> **Work to do**:
Word for word, transcribe the lines from the one containing "Can you find the sky" through the end of the entries, both included, and nothing else.

________________

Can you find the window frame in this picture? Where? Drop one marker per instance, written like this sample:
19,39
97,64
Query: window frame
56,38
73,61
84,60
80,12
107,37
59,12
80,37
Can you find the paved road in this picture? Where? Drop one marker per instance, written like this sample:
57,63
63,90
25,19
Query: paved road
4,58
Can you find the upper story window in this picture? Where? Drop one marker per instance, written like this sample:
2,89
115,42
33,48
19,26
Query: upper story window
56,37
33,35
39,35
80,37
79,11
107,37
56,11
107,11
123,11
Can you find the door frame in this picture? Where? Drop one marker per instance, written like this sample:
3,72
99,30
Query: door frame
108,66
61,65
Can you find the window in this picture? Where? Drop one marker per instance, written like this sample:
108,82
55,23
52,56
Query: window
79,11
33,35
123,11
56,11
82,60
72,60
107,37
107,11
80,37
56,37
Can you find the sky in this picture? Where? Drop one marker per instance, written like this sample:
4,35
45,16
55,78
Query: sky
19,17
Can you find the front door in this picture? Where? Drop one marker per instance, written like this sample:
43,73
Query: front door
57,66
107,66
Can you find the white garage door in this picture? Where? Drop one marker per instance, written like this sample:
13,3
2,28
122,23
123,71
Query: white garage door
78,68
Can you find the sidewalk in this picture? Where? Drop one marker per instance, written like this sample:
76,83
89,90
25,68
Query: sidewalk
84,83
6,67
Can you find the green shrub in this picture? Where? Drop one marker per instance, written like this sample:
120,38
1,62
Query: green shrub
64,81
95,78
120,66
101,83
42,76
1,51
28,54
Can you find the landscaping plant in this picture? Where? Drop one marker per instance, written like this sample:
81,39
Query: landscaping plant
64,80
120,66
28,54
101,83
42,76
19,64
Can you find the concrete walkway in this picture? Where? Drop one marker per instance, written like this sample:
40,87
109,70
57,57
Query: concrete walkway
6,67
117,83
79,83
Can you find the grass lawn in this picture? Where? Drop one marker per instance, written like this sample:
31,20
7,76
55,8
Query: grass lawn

________________

> **Output of the exercise**:
Can you find the sky in this picture? Where? Drop one marker per instance, written like this sample:
4,35
45,16
55,78
Query: sky
19,17
Can you find the front door in this picture? Where? Drop one marker per instance, written like this sample:
43,73
Query: front door
57,66
107,66
Can you find the white garage door in this picture? Where? Drop one marker per instance, written like this sample:
13,3
2,28
122,23
123,71
Query: white garage door
78,68
Can you find the sidewalk in this picture? Where? Drop one marker per instance, written like this sample:
76,83
89,90
25,68
Query: sidewalk
84,83
6,67
Can you find the green shrub in this picture? Where? Drop one marker per instance, written like this sample:
120,38
1,62
Query: green shrub
64,81
95,78
120,66
101,83
42,76
1,51
28,54
Can you find the landscaping plant in this picture? Where? Drop one marker per instance, written like this sample:
81,39
Query: landscaping plant
64,80
120,66
28,54
101,83
42,76
19,64
Can you find the concrete walkway in this picture? Where? Drop one marker per instance, written like this sample:
40,87
109,70
57,57
Query: concrete walkway
6,67
117,83
79,83
Can you find the grass lawn in this picture? Where? Drop one marker per instance, written like this sample:
31,20
7,76
55,8
Query: grass lawn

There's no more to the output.